Record set: Begin

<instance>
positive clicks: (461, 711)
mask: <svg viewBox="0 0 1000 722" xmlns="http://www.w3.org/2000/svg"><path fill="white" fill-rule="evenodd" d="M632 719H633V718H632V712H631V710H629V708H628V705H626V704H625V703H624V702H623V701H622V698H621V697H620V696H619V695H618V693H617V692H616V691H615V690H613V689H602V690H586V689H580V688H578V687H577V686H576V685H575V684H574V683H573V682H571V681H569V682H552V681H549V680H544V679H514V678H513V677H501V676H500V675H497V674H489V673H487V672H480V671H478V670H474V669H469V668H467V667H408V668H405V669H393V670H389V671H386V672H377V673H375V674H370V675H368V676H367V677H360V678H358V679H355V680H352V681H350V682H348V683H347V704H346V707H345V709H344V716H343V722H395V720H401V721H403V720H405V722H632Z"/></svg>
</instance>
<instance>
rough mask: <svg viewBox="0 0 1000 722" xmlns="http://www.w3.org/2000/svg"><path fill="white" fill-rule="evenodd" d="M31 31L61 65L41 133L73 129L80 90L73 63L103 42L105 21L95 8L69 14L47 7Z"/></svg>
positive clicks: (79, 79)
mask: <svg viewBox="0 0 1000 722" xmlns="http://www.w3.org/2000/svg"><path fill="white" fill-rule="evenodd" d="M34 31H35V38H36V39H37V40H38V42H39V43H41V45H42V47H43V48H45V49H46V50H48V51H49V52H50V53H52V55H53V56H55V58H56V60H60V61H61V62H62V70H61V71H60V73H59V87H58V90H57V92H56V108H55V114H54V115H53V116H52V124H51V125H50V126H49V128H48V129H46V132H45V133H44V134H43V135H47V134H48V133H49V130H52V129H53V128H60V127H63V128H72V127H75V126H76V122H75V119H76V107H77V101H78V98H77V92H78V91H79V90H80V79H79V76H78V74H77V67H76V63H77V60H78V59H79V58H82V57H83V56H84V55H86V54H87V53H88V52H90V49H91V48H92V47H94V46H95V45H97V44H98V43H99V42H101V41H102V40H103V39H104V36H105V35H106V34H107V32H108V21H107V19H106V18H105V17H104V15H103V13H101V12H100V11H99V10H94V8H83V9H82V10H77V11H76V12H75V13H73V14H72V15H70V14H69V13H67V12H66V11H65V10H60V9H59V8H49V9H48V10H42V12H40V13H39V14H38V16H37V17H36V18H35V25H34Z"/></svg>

Record set: End

• **Work required**
Convert the listing above into a JSON array of strings, with one string for each line and any blank lines left out.

• **Task answer**
[
  "<instance>",
  "positive clicks: (461, 711)",
  "mask: <svg viewBox=\"0 0 1000 722\" xmlns=\"http://www.w3.org/2000/svg\"><path fill=\"white\" fill-rule=\"evenodd\" d=\"M632 719H633V718H632V712H631V710H629V708H628V705H626V704H625V703H624V702H623V701H622V698H621V697H620V696H619V695H618V693H617V692H616V691H615V690H613V689H602V690H586V689H580V688H578V687H577V686H576V685H575V684H574V683H573V682H571V681H569V682H552V681H549V680H544V679H514V678H513V677H501V676H500V675H497V674H489V673H487V672H480V671H478V670H474V669H469V668H467V667H408V668H405V669H393V670H389V671H386V672H377V673H375V674H370V675H368V676H367V677H360V678H358V679H355V680H352V681H350V682H348V683H347V704H346V707H345V709H344V716H343V722H395V720H401V721H403V720H405V722H632Z\"/></svg>",
  "</instance>",
  "<instance>",
  "rough mask: <svg viewBox=\"0 0 1000 722\" xmlns=\"http://www.w3.org/2000/svg\"><path fill=\"white\" fill-rule=\"evenodd\" d=\"M31 31L61 65L41 133L73 129L80 90L73 63L103 42L105 21L95 8L69 14L47 7Z\"/></svg>",
  "positive clicks: (79, 79)",
  "mask: <svg viewBox=\"0 0 1000 722\" xmlns=\"http://www.w3.org/2000/svg\"><path fill=\"white\" fill-rule=\"evenodd\" d=\"M34 31H35V38H36V39H37V40H38V42H39V43H41V45H42V47H43V48H45V49H46V50H48V51H49V52H50V53H52V55H53V56H55V58H56V60H60V61H61V62H62V70H61V71H60V73H59V87H58V90H57V92H56V108H55V114H54V115H53V116H52V124H51V125H50V126H49V128H48V129H46V132H45V133H44V134H43V135H47V134H48V133H49V130H52V129H53V128H60V127H63V128H72V127H75V126H76V122H75V119H76V107H77V101H78V98H77V92H78V91H79V90H80V79H79V76H78V74H77V67H76V63H77V60H78V59H79V58H82V57H83V56H84V55H86V54H87V53H88V52H90V49H91V48H92V47H94V46H95V45H97V44H98V43H99V42H101V41H102V40H103V39H104V36H105V35H106V34H107V32H108V21H107V19H106V18H105V17H104V15H103V13H101V12H100V11H99V10H94V8H83V9H82V10H77V11H76V12H75V13H73V14H72V15H70V14H69V13H67V12H66V11H65V10H60V9H59V8H49V9H48V10H42V12H40V13H39V14H38V16H37V17H36V18H35V25H34Z\"/></svg>"
]